## Materials provided
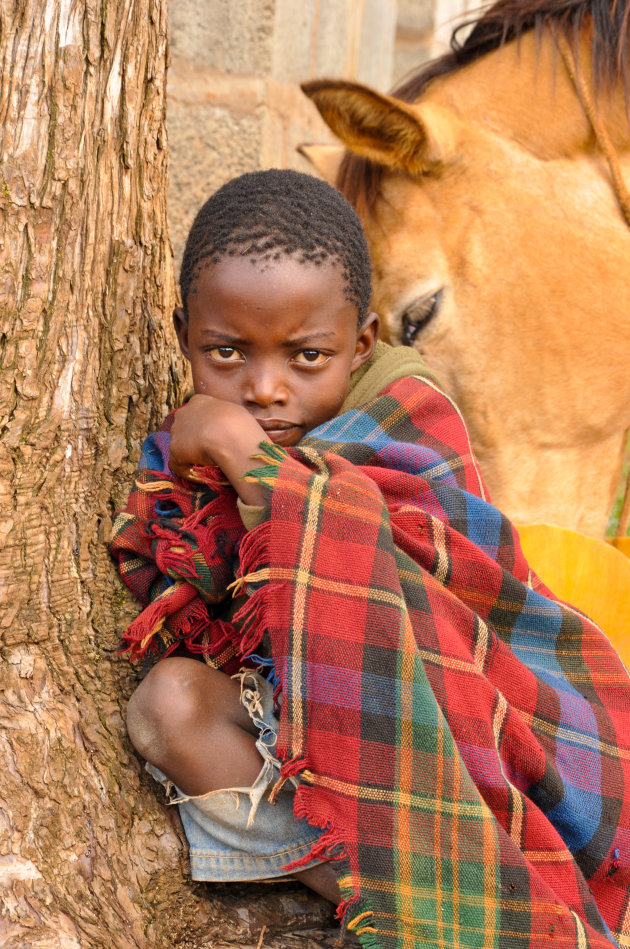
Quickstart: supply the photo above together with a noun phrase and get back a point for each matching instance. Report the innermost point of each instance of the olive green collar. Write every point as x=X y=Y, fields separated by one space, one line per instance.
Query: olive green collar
x=384 y=366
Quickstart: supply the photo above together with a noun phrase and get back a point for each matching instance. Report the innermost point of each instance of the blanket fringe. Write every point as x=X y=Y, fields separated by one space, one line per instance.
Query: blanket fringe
x=140 y=633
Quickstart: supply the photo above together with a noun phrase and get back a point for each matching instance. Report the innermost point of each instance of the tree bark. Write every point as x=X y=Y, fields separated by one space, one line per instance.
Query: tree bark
x=88 y=365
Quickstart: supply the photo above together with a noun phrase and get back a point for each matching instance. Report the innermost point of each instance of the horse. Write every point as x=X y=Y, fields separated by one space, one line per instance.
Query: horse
x=491 y=189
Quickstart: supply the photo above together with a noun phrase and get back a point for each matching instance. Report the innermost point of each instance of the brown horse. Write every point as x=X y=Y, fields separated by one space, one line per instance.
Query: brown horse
x=491 y=187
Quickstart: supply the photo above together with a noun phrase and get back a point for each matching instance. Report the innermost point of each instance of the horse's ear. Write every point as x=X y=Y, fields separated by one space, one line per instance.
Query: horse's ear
x=384 y=129
x=325 y=159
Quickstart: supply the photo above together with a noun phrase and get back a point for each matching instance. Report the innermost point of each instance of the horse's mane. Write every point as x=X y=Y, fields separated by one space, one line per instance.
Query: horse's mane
x=359 y=179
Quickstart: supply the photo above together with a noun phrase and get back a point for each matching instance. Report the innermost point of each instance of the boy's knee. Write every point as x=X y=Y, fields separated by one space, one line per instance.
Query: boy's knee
x=165 y=706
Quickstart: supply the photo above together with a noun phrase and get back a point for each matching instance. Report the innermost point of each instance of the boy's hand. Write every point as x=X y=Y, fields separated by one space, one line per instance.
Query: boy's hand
x=209 y=431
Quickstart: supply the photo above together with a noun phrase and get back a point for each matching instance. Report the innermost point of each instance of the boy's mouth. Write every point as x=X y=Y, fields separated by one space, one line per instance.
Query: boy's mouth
x=280 y=431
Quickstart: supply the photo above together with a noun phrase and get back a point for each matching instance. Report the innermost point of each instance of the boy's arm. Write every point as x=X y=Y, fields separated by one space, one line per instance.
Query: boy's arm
x=209 y=431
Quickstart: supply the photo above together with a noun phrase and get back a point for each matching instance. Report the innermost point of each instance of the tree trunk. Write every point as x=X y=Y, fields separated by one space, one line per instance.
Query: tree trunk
x=88 y=856
x=87 y=368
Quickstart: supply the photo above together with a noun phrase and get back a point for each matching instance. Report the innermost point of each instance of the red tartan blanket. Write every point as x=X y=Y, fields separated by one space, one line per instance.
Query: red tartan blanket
x=463 y=737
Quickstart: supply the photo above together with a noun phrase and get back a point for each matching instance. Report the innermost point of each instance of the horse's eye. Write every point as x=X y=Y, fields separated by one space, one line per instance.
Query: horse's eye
x=417 y=316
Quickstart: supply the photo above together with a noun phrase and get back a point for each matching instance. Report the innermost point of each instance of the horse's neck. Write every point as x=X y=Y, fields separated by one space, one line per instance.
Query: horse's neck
x=524 y=91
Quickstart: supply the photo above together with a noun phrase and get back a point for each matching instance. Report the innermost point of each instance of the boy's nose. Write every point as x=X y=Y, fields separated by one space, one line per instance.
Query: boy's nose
x=266 y=387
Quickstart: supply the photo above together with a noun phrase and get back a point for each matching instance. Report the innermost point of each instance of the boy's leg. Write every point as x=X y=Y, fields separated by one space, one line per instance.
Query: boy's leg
x=187 y=719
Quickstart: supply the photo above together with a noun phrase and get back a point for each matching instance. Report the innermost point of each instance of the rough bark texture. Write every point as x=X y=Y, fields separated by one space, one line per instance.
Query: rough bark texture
x=86 y=285
x=88 y=856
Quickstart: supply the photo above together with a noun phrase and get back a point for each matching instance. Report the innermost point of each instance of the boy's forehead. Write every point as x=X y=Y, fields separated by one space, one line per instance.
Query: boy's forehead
x=281 y=290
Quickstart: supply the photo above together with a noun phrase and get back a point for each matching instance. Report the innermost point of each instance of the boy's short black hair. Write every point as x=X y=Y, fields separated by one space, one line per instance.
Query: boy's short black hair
x=270 y=214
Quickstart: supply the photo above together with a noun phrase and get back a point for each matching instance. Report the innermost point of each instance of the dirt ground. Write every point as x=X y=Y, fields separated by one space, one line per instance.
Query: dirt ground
x=282 y=915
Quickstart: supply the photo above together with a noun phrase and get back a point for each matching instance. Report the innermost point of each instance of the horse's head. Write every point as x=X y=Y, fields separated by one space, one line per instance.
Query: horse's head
x=499 y=251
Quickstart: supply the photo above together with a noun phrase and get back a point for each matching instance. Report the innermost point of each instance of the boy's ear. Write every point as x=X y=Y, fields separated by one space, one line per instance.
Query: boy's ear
x=181 y=328
x=366 y=340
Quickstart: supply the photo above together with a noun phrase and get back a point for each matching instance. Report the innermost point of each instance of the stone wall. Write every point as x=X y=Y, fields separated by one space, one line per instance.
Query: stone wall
x=234 y=102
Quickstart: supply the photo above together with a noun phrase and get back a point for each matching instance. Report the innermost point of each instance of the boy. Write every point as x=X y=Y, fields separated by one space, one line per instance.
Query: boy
x=275 y=289
x=457 y=739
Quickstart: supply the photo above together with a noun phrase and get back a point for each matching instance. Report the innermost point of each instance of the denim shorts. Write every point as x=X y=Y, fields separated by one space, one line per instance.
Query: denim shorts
x=236 y=833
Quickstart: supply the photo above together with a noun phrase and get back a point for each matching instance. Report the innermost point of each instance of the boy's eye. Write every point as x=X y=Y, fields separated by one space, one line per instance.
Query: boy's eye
x=225 y=354
x=311 y=357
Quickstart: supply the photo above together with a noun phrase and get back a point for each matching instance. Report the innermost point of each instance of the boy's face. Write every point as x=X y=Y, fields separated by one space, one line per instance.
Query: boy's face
x=278 y=338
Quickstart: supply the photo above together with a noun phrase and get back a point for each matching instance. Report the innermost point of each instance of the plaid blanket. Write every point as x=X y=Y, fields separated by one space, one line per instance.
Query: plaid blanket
x=463 y=738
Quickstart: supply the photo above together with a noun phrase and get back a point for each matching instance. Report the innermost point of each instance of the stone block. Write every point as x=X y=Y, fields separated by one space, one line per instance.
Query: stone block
x=231 y=36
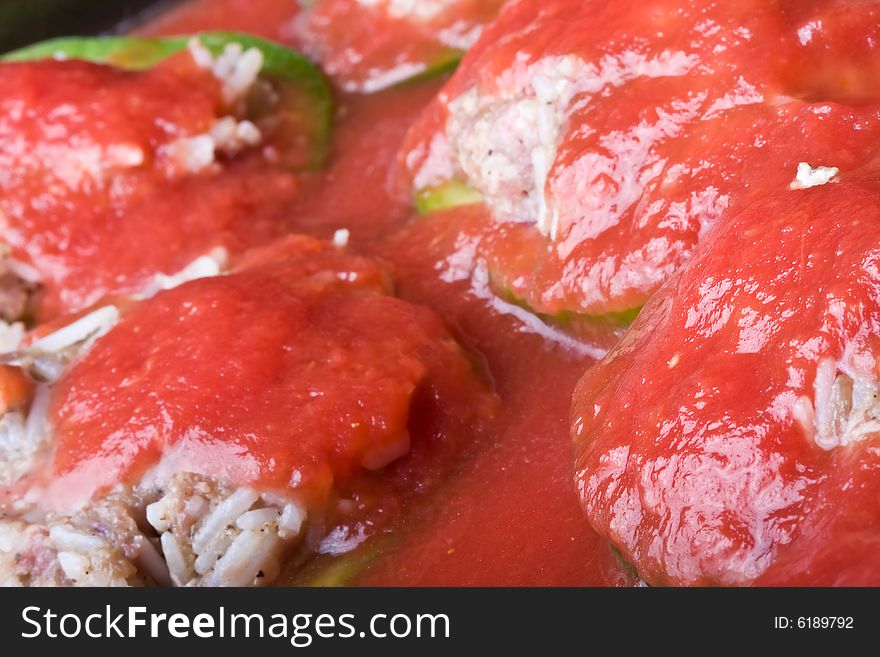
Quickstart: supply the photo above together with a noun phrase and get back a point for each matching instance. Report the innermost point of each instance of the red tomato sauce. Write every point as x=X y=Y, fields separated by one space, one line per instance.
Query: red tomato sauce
x=685 y=112
x=444 y=536
x=89 y=199
x=368 y=48
x=709 y=445
x=295 y=371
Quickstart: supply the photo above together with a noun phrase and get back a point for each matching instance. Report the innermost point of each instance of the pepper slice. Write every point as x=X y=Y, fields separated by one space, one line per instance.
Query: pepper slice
x=299 y=113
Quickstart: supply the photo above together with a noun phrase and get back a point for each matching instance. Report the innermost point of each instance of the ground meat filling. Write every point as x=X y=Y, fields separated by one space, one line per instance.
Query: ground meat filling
x=607 y=141
x=211 y=492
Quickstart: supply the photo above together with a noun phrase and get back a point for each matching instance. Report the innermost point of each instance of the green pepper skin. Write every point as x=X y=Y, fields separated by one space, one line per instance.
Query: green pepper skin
x=313 y=111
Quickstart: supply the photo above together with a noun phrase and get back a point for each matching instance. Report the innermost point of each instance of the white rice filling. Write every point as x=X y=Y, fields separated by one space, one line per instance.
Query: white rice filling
x=419 y=10
x=196 y=533
x=504 y=141
x=213 y=263
x=228 y=136
x=237 y=69
x=845 y=408
x=808 y=176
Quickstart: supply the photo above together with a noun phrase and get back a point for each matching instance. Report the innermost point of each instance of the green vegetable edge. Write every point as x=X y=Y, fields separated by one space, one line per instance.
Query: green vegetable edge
x=140 y=53
x=449 y=195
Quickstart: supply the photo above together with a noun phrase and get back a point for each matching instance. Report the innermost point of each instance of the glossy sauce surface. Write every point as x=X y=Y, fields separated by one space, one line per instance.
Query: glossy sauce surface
x=665 y=115
x=708 y=444
x=91 y=199
x=295 y=371
x=526 y=458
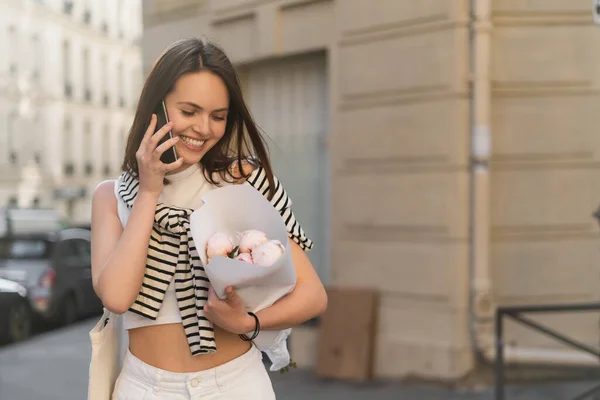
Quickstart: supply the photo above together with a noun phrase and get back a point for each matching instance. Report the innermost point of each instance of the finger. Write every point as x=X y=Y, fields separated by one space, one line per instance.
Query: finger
x=159 y=135
x=165 y=146
x=149 y=131
x=174 y=165
x=231 y=294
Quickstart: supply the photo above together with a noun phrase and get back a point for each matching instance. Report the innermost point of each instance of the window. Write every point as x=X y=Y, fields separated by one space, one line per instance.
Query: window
x=67 y=68
x=11 y=137
x=12 y=50
x=23 y=249
x=68 y=147
x=36 y=57
x=86 y=75
x=104 y=80
x=68 y=7
x=87 y=147
x=106 y=149
x=120 y=85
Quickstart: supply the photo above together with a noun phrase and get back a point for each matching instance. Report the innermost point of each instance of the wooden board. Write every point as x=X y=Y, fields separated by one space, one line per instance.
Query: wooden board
x=347 y=334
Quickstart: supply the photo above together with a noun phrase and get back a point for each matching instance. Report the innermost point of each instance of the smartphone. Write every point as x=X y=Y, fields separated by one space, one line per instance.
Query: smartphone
x=170 y=155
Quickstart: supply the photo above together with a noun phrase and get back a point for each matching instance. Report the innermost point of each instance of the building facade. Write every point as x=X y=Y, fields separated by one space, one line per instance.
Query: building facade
x=451 y=158
x=69 y=84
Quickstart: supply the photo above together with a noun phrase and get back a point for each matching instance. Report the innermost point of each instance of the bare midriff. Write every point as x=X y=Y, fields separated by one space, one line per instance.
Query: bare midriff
x=166 y=347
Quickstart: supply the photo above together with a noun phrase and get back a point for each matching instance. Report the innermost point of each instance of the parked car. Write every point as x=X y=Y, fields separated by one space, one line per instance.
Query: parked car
x=15 y=312
x=55 y=268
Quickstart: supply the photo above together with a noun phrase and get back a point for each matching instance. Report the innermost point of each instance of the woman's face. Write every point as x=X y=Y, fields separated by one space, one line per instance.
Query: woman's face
x=198 y=108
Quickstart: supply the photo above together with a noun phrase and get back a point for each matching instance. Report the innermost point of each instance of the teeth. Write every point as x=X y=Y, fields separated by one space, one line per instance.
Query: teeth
x=193 y=142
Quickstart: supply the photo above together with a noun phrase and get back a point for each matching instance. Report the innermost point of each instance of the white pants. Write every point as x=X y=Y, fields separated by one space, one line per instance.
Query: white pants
x=242 y=378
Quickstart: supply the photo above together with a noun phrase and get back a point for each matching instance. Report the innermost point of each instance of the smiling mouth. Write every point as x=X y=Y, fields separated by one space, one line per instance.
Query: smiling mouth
x=192 y=142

## Written exercise
Give again the part of the records that opens with the line containing "the boy's leg." and closes with the line containing "x=282 y=915", replacing "innermost" with "central" and leaving everything else unchanged.

## Answer for this exercise
Quickstart: supply the photo above together with a noun phrase and get back a point for each matching instance. Report the central point of each instance of the boy's leg. Write every point as x=X y=Y, fields separated by one space, one line per instance.
Query: boy's leg
x=187 y=719
Quickstart: supply the photo above together with a noun phrase and get back a point for each matching instance. Report the central point of each instance of the rough bark texture. Write every point as x=X y=Y, fields separated by one space, one line per instance.
Query: rough bark texture
x=86 y=285
x=88 y=856
Quickstart: supply the photo above together with a noun phrase and get back a point for each matching instance. Report the central point of each instance of the boy's forehead. Write every point as x=X y=Y, fields separated by one space, one line per instance.
Query: boy's forehead
x=281 y=290
Quickstart: supply the photo above together with a noun phrase and get back a point for each matching instance. Report the central point of each instance of the boy's short black hair. Write every point as x=X y=Y, fields separated by one space, one line per instance.
Query: boy's short black hair
x=270 y=214
Quickstart: supply the photo above together with a noun phrase and get back a point for each matching instance. Report the central point of each instance of the dirt ground. Write every point as x=X y=Y, fields separated by one space, one line per instance.
Query: dirt ground
x=282 y=915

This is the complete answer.